§ Stated exercise:
In the article below about Death of a Salesman, what year did the play premiere?

[start Document extract]

Gold in the Emerge-Tech Category!
24/08/2021Written by John Golden
Not long ago I happened to be reading through a Teacher’s Guide to the Penguin Edition of Arthur Miller’s Death of a Salesman – that timeless portrayal of the common man as a tragic figure. In it there is an interesting list of questions that teachers are encouraged to ask their students, prior to studying the play:
- What is your definition of salesman?
- How is a salesman different from someone in another occupation?
- What attitudes do you think a salesman should have to be successful?
- What attitudes would hinder him?
These are interesting questions, and the answers probably would not have differed much were they asked when the play premiered in 1949–or for that matter in any subsequent decade up to quite recently.
A salesperson’s job has evolved during that time, and different styles and approaches have drifted in and out of vogue, but one factor has remained constant: the almost singular nature of the job. The salesperson (as opposed to the anachronistic “salesman” as referenced in the list of questions) has always proudly stood on the frontier with a pioneer spirit, pushing eagerly outward. They generally have a preference for working alone, and a healthy disdain for bureaucracy or any of the multitude of fads that “get in the way” of closing the deal. (In the early part of his career, Willy Loman, the play’s central figure, would certainly have seen himself like this.)

[end Document extract]
[start Records shown]

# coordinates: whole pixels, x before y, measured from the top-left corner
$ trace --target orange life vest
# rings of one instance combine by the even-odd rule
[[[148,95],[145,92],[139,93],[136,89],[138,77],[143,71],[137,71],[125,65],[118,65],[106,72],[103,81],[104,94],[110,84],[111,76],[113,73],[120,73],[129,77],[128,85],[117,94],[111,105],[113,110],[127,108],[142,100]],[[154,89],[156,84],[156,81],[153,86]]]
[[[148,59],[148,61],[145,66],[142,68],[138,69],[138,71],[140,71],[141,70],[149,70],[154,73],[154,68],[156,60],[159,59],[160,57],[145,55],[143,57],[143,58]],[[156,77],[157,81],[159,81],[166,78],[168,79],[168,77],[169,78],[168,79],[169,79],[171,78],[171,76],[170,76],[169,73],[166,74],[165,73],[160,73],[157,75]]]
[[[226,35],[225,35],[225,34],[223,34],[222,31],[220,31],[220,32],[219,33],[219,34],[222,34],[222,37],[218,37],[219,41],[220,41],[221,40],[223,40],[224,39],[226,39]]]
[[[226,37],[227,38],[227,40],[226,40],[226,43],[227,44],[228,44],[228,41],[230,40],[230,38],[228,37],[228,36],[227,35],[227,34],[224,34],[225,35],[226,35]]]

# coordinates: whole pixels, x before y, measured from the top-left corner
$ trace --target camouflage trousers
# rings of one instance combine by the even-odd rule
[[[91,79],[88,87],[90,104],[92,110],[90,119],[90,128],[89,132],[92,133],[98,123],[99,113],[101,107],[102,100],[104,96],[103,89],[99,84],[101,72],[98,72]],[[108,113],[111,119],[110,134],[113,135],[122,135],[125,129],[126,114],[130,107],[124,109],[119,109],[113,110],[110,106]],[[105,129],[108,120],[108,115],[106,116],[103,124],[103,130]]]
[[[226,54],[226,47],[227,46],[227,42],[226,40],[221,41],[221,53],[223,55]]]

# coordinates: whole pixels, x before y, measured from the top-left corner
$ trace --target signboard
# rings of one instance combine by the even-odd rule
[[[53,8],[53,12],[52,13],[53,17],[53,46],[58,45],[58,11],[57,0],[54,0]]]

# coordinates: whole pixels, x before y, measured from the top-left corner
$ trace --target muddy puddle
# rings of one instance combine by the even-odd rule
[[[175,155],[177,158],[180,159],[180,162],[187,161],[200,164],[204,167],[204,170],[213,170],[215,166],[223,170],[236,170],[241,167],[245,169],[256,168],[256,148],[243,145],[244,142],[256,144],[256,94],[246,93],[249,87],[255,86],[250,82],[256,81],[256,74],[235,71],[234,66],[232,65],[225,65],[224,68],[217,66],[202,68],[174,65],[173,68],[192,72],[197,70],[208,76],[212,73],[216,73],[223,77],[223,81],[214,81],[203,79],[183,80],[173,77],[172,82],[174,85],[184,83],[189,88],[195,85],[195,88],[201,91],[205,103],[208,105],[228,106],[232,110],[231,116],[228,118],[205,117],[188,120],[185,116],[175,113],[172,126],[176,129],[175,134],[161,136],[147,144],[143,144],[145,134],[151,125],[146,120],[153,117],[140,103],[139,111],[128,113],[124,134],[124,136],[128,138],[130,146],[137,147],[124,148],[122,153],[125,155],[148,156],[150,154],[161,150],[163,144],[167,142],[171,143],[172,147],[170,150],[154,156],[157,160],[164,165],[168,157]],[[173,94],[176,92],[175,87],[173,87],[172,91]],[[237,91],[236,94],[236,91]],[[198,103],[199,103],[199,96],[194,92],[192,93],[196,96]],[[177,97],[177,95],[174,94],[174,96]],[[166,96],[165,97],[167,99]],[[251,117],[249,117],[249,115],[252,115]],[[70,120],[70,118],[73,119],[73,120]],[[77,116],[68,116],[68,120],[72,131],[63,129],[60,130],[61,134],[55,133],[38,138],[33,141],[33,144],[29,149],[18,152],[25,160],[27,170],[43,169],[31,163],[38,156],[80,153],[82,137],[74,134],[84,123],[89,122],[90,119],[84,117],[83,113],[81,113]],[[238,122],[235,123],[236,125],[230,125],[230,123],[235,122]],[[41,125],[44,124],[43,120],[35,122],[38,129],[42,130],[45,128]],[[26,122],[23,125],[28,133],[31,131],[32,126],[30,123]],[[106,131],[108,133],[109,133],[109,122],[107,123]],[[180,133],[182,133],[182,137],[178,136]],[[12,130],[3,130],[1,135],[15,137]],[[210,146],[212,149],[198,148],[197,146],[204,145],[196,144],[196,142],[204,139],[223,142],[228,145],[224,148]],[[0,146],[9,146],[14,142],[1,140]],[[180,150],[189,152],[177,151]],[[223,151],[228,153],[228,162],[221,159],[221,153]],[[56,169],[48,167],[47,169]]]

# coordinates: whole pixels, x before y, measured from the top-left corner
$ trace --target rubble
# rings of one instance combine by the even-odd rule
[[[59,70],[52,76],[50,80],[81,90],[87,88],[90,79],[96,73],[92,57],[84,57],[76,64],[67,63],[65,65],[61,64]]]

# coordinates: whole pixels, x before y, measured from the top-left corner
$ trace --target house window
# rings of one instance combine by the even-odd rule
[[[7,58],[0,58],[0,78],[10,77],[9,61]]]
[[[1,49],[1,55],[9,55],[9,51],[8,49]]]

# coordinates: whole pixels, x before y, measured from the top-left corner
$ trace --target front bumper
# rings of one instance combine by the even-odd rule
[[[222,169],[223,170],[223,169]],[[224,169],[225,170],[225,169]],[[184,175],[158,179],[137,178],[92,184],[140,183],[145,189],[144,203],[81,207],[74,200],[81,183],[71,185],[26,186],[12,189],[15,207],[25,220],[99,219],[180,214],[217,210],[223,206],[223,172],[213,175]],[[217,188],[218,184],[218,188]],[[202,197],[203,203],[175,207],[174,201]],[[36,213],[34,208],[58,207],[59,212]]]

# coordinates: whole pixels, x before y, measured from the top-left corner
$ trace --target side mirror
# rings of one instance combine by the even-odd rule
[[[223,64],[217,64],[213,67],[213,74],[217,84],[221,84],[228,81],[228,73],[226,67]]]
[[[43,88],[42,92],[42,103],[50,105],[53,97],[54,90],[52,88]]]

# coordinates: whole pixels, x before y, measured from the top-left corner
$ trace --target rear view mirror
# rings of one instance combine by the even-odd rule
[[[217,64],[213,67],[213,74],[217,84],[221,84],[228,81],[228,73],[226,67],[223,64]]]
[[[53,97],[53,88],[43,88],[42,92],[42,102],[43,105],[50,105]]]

[end Records shown]

§ Task output:
1949